§ DATASET ROWS
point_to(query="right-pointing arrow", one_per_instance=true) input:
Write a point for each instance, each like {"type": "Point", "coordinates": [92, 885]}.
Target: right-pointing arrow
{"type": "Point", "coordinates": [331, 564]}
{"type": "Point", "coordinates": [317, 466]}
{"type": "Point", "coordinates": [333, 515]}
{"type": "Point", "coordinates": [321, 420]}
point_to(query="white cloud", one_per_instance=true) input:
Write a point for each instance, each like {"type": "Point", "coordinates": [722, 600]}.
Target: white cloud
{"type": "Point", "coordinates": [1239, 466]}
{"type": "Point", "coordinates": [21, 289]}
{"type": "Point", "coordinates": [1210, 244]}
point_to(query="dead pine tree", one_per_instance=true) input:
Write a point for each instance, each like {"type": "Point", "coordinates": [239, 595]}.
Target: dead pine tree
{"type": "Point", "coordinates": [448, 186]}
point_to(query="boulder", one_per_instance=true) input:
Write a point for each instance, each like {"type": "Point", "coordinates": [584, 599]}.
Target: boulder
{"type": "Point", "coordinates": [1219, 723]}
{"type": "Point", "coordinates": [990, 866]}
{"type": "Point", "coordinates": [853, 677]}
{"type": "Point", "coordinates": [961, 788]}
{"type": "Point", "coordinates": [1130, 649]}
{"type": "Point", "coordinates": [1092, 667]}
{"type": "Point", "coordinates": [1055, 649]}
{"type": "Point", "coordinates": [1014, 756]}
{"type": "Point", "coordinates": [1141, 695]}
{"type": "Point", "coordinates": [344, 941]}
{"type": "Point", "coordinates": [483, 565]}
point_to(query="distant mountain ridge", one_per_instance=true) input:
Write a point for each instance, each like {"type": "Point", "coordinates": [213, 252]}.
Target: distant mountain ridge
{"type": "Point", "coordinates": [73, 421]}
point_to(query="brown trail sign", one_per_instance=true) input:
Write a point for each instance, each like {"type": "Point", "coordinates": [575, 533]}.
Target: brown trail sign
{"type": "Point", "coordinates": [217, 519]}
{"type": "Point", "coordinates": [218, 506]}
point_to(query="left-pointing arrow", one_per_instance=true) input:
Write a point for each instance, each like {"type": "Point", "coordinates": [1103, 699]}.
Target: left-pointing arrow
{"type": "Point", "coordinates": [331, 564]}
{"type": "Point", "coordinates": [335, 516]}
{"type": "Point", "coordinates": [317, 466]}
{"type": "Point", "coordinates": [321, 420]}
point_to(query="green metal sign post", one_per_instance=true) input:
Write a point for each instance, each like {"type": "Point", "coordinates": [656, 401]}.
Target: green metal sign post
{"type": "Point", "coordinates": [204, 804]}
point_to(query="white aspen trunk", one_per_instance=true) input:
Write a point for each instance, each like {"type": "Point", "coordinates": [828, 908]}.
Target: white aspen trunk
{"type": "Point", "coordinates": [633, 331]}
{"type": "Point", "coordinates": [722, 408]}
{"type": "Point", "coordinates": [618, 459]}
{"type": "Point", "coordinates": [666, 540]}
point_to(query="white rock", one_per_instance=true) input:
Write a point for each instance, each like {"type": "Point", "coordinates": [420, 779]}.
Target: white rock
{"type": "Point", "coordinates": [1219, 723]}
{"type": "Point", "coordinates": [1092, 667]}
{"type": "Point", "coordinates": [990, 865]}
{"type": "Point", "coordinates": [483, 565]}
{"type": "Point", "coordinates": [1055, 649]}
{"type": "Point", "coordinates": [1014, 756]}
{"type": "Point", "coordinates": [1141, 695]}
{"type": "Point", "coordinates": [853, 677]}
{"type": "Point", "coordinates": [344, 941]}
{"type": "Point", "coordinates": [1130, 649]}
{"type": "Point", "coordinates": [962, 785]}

§ WORK TO DO
Return the entries above exactly, each one complete.

§ TASK RESULT
point_to(query="right-pointing arrow", one_per_instance=true) input:
Write a point for each instance, each like {"type": "Point", "coordinates": [92, 885]}.
Target: right-pointing arrow
{"type": "Point", "coordinates": [331, 564]}
{"type": "Point", "coordinates": [317, 466]}
{"type": "Point", "coordinates": [333, 515]}
{"type": "Point", "coordinates": [321, 420]}
point_to(query="white cloud", one_per_instance=true) input:
Write a point for each instance, each like {"type": "Point", "coordinates": [722, 600]}.
Target: white cloud
{"type": "Point", "coordinates": [1239, 466]}
{"type": "Point", "coordinates": [21, 289]}
{"type": "Point", "coordinates": [1210, 244]}
point_to(query="dead pine tree", one_per_instance=true) input:
Write a point for each instance, each like {"type": "Point", "coordinates": [239, 595]}.
Target: dead pine tree
{"type": "Point", "coordinates": [448, 186]}
point_to(query="boulder", one_per_instance=true) input:
Write a point for each instance, each like {"type": "Point", "coordinates": [584, 599]}.
Target: boulder
{"type": "Point", "coordinates": [1219, 723]}
{"type": "Point", "coordinates": [990, 866]}
{"type": "Point", "coordinates": [853, 677]}
{"type": "Point", "coordinates": [961, 788]}
{"type": "Point", "coordinates": [1130, 649]}
{"type": "Point", "coordinates": [1092, 667]}
{"type": "Point", "coordinates": [1055, 649]}
{"type": "Point", "coordinates": [1014, 756]}
{"type": "Point", "coordinates": [1141, 695]}
{"type": "Point", "coordinates": [344, 941]}
{"type": "Point", "coordinates": [483, 565]}
point_to(query="distant mountain ridge", one_per_instance=true) input:
Write a point for each instance, each like {"type": "Point", "coordinates": [213, 252]}.
Target: distant mountain ridge
{"type": "Point", "coordinates": [73, 421]}
point_to(query="brown trail sign", one_per_instance=true) input:
Write a point for each instance, each like {"type": "Point", "coordinates": [575, 533]}.
Target: brown trail sign
{"type": "Point", "coordinates": [217, 519]}
{"type": "Point", "coordinates": [218, 506]}
point_to(query="left-pointing arrow", one_per_instance=true) input:
Write a point for each instance, each like {"type": "Point", "coordinates": [1103, 699]}.
Target: left-pointing arrow
{"type": "Point", "coordinates": [331, 564]}
{"type": "Point", "coordinates": [335, 516]}
{"type": "Point", "coordinates": [317, 466]}
{"type": "Point", "coordinates": [321, 420]}
point_to(query="green metal sign post", one_per_instance=true) input:
Write a point for each instance, each like {"type": "Point", "coordinates": [656, 401]}.
Target: green metal sign post
{"type": "Point", "coordinates": [204, 804]}
point_to(query="white aspen trunk", one_per_instance=true) input:
Write a point for each instance, each like {"type": "Point", "coordinates": [828, 908]}.
Target: white aspen trunk
{"type": "Point", "coordinates": [633, 331]}
{"type": "Point", "coordinates": [722, 408]}
{"type": "Point", "coordinates": [618, 459]}
{"type": "Point", "coordinates": [666, 540]}
point_to(query="white rock", one_per_instance=true) input:
Write a point for each instance, each like {"type": "Point", "coordinates": [420, 779]}.
Target: white rock
{"type": "Point", "coordinates": [1219, 723]}
{"type": "Point", "coordinates": [1092, 667]}
{"type": "Point", "coordinates": [990, 865]}
{"type": "Point", "coordinates": [483, 565]}
{"type": "Point", "coordinates": [1055, 649]}
{"type": "Point", "coordinates": [1014, 756]}
{"type": "Point", "coordinates": [1141, 695]}
{"type": "Point", "coordinates": [853, 677]}
{"type": "Point", "coordinates": [344, 941]}
{"type": "Point", "coordinates": [1130, 649]}
{"type": "Point", "coordinates": [962, 785]}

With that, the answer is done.